◆ EXERCISE DESCRIPTION
Look for "green" in each line of the entries, and return the matching lines.
#### DATA FOR THIS TASK ####
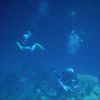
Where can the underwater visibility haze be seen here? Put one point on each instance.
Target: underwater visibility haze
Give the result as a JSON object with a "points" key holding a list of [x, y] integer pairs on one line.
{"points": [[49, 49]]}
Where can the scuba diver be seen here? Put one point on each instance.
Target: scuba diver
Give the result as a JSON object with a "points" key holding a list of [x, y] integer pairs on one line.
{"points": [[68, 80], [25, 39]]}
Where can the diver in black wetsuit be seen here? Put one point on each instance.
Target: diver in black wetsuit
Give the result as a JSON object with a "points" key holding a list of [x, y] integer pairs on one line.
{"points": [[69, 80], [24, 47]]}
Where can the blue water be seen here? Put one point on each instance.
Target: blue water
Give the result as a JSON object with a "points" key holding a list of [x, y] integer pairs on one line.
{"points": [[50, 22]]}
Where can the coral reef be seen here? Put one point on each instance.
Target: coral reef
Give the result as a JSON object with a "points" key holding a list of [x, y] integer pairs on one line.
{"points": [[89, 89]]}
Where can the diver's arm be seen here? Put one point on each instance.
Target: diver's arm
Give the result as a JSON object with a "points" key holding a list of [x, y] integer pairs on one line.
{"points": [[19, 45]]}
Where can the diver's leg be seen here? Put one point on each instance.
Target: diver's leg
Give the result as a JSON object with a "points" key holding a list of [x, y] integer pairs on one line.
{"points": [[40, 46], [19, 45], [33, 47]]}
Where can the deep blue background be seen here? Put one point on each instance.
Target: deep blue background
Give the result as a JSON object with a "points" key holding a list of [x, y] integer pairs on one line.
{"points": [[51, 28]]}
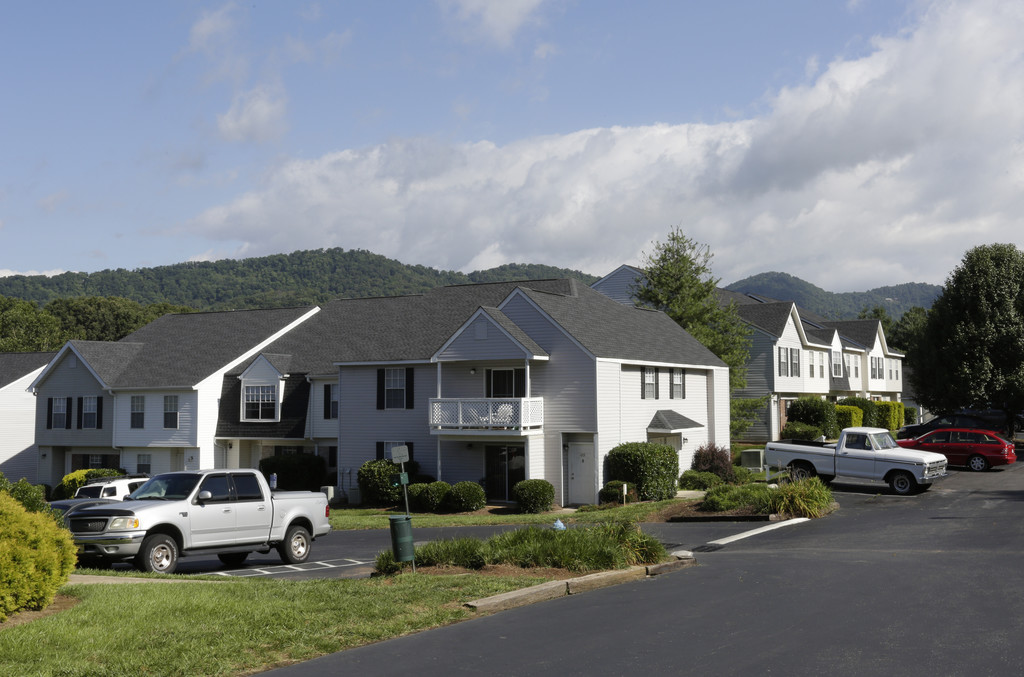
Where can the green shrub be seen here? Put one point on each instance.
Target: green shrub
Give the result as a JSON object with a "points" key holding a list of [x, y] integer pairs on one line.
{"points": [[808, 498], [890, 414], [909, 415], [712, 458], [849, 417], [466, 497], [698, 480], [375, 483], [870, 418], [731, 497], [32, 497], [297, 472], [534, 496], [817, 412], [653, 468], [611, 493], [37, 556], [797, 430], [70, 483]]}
####
#### DATA FOR THIS TASK ####
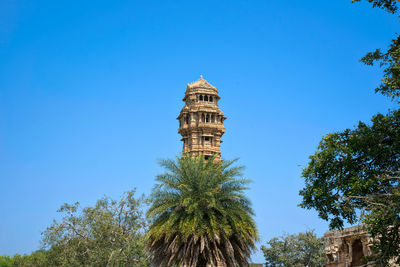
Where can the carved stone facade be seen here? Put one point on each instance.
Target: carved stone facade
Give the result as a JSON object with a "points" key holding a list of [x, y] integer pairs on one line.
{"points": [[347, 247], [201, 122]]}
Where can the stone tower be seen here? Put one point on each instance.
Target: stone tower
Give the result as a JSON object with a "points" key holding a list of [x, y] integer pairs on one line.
####
◆ OUTPUT FOR THIS EXERCISE
Where can the green shrub be seen here? Put one point on each instance.
Target: green shrub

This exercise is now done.